After dinner, the staff gave a concert of enthusiastic singing, with a little swaying and stomping thrown in for good measure. It sent us to bed with smiles on our faces.
At breakfast, you can help yourself to another buffet that includes fresh fruit, pastries, cold meats and cheeses, as well as the usual bacon and sausage. Order eggs as you like them from the hot grill and you’ll have enough fuel to last till dinner time. If not, never fear, people come from far and wide to see the sights around the lodge, so there’s always plenty of food at lunchtime too.
Do you love being active and seeing new sights, or do you prefer to laze your way through the day? No matter what gets you excited, you’ll be spoilt for choice here.
1. Discover a Petrified Forest
On the way from Khorixas, stop to see the Petrified Forest about 50km northeast of Twyfelfontein. No, it’s not a standing forest, but a collection of fossilised trees lying flat. You can try to do the walk of about 800m on your own, but in my opinion it’s worth paying a professional guide to enrich your experience.
Beverly Afrikaner explained how the trees were flushed down from Central Africa in a flood 280 million years ago. When they settled, they were covered in mud, and minerals like iron oxide, silica and magnesium penetrated to turn them to stone. The site was discovered by locals in the 1940s after they were exposed by erosion.
The first one we saw was about 1.2m diameter and 10m long, fully exposed on the surface. ‘The petrified trees are twice as heavy as normal stone,’ said Beverly, dumping a small broken-off hunk of it in our hand to prove her point.
One of the petrified trunks is hollow, which you can hear clearly when you knock on it. ‘Oxygen must have penetrated to rot the inside before the outside became petrified,’ she explained. On some of the trees you can see bark preserved in stone.

Record list =>

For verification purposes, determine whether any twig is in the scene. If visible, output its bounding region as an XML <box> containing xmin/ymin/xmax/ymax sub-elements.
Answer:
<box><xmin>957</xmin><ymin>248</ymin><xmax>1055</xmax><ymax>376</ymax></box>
...
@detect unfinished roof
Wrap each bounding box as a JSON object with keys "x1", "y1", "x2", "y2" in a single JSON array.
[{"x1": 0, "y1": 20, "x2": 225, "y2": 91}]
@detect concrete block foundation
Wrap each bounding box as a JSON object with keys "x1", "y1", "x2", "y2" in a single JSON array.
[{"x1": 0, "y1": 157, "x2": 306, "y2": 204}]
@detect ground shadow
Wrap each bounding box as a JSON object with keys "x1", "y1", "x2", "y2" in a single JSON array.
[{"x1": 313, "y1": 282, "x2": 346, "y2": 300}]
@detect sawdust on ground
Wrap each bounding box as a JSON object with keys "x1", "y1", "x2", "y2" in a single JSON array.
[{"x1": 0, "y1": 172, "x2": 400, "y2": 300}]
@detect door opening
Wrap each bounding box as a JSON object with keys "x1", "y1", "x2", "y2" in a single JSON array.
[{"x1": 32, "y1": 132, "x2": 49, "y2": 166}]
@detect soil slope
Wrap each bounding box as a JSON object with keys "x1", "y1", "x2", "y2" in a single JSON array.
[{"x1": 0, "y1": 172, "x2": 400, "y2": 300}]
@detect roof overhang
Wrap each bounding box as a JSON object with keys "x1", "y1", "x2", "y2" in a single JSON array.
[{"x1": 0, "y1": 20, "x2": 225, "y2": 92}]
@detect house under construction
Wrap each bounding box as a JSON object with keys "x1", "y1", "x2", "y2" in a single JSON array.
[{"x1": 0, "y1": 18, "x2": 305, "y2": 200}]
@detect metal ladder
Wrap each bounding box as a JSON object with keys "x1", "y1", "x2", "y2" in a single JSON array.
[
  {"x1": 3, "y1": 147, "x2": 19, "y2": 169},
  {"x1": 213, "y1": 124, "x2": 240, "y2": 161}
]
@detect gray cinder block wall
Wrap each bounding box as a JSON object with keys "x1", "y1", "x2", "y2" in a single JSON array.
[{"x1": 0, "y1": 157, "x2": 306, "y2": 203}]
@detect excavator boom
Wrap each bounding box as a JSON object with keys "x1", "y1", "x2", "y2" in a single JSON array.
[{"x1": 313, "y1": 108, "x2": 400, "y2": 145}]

Requests =>
**1.** From the travel text about the lodge and the Petrified Forest, echo the part that opens with the words containing "Do you love" and closes with "exposed by erosion.".
**2.** According to the travel text about the lodge and the Petrified Forest, why is one of the petrified trunks hollow? Answer in one to three sentences.
**3.** List every food the travel text about the lodge and the Petrified Forest names as part of the breakfast buffet.

Task solutions =>
**1.**
Do you love being active and seeing new sights, or do you prefer to laze your way through the day? No matter what gets you excited, you’ll be spoilt for choice here.
1. Discover a Petrified Forest
On the way from Khorixas, stop to see the Petrified Forest about 50km northeast of Twyfelfontein. No, it’s not a standing forest, but a collection of fossilised trees lying flat. You can try to do the walk of about 800m on your own, but in my opinion it’s worth paying a professional guide to enrich your experience.
Beverly Afrikaner explained how the trees were flushed down from Central Africa in a flood 280 million years ago. When they settled, they were covered in mud, and minerals like iron oxide, silica and magnesium penetrated to turn them to stone. The site was discovered by locals in the 1940s after they were exposed by erosion.

**2.** Oxygen must have penetrated the trunk and rotted its inside before the outside became petrified.

**3.**
- fresh fruit
- pastries
- cold meats
- cheeses
- bacon
- sausage